説明

振動発生装置

【課題】加速度に基づく振動計の校正をするための振動発生装置において、校正を精度良く行い得る装置であって、体格・質量が大きくなることが抑制され得る装置の提供。
【解決手段】この装置は、振動計の検出部を着脱可能とする可動部20と、可動部20に配設された第1コイル60と、可動部20に内蔵されたサーボ式加速度センサ40と、を備えている。可動部20の加速度が上記センサ40により直接的に検出され得るので、大がかりな計測システムが不要となり得る。また、サーボ式加速度センサ40は、一般的な加速度センサに比して、精度が非常に大きい。以上のことから、振動計の校正を精度良く行い得、且つ、質量が大きくなることが抑制され得る。

【発明の詳細な説明】
【技術分野】
【0001】
本発明は、対象物体に振動を与える振動発生装置に関するものであり、特に、加速度に基づく振動計の校正等に用いられる装置に関するものである。

• _データ一覧_
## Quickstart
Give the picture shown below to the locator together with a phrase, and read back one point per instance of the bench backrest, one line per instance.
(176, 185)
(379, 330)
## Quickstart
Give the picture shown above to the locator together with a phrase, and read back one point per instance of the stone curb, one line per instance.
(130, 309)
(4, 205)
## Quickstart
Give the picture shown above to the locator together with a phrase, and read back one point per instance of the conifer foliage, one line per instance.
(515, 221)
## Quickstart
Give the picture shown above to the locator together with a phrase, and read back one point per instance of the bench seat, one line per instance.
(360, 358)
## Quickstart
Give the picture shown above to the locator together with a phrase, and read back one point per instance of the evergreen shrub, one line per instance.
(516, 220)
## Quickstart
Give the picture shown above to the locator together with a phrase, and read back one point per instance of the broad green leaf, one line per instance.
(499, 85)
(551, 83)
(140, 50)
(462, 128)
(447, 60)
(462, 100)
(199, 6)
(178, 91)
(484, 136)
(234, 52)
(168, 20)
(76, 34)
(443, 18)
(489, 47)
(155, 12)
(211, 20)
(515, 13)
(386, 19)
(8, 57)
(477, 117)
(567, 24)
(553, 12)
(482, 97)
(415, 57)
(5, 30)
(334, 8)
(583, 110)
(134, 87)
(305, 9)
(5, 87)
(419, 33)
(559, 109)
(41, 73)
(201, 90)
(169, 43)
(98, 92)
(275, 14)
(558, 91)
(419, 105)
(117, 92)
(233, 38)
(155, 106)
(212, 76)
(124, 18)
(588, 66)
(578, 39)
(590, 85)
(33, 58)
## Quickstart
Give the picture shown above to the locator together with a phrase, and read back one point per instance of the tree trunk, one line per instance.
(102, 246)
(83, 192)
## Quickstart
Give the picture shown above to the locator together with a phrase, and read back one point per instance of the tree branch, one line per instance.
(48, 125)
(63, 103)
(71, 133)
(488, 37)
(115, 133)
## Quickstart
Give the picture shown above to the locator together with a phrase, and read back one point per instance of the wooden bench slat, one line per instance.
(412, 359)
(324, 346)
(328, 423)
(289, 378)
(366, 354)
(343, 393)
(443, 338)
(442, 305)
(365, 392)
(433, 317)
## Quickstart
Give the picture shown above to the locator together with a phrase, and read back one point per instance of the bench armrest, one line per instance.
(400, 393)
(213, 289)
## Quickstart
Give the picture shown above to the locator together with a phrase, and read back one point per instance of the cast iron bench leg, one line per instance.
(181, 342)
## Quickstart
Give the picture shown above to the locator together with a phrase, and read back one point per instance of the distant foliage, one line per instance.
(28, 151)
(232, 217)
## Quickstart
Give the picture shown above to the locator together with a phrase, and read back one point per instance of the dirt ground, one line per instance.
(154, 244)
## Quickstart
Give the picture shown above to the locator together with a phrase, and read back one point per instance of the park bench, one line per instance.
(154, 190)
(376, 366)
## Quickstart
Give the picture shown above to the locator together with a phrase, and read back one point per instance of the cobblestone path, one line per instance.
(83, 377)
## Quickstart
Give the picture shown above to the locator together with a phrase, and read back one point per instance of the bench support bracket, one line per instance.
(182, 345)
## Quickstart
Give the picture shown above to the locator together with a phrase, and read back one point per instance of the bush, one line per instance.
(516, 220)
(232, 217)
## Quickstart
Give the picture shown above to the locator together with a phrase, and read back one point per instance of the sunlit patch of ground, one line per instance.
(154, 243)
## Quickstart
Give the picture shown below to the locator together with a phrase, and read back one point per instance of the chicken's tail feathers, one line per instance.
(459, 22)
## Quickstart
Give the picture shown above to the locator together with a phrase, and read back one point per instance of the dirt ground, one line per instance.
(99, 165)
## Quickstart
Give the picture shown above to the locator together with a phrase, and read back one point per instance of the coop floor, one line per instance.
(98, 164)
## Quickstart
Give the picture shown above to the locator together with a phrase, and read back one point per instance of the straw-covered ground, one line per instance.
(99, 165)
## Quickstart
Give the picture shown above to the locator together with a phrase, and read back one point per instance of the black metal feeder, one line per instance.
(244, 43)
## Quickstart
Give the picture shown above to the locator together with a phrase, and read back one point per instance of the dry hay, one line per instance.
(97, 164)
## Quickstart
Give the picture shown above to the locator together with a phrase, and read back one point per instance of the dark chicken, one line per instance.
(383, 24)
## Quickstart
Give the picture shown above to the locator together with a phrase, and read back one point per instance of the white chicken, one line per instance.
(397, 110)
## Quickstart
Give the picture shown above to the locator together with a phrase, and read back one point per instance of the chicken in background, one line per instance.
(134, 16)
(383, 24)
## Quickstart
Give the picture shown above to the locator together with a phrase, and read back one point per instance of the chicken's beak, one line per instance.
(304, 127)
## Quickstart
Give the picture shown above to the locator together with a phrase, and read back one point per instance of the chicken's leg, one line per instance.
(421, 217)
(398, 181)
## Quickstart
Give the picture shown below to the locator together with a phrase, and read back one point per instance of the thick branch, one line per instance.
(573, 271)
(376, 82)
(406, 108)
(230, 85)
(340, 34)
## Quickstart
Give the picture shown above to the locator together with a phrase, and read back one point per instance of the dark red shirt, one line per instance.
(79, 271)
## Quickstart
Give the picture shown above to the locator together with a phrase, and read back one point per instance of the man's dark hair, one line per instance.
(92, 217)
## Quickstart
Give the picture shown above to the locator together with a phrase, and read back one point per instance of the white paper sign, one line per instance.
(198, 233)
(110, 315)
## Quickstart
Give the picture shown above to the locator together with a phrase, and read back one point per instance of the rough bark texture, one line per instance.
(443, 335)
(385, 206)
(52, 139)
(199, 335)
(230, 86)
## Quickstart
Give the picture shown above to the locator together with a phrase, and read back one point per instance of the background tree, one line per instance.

• _作業指示_
1 – 振動発生装置に関する本文によると、可動部20に内蔵されているものは何ですか。
2 – 振動発生装置に関する本文を、最後の文の後から続けて書いてください。
一覧は本文とは別の資料です。

• _解答_
1 – サーボ式加速度センサ40です。

2 –
【背景技術】
【0002】
一般に、発電所のタービン等に異常が発生しているか否かを判定するのに際し、振動計が用いられる場合が多い。即ち、上記可動部の振動を計測する振動計の出力値と、基準値との比較に基づいて上記判定がなされる。従って、精度良い判定を行うためには、振動計の精度を確保することが好ましい。
【0003】
他方、振動計の検出部の経年変化等により、振動計の出力値が標準値から乖離していく場合がある。従って、振動計の精度を確保するためには、定期的に振動計の校正が行われることが好ましい。振動計を校正するための装置としては、例えば、以下に記載するものが案出されている。この装置は下記特許文献1にて開示されている。
【0004】
この装置は、振動計の検出部を着脱可能に構成された可動体と、この可動体に配設された振動鏡とを備えている。振動計を校正する際には、振動計の検出部が可動体に固着させられる。そして、可動体に振動が与えられるとともに、レーザ光が振動鏡に向けて照射される。この照射されるレーザ光と、振動鏡にて反射したレーザ光との干渉を利用して、可動体の加速度が検出され得る。即ち、この装置では、上記検出された加速度に基づいて、振動計の校正が達成され得るようになっている。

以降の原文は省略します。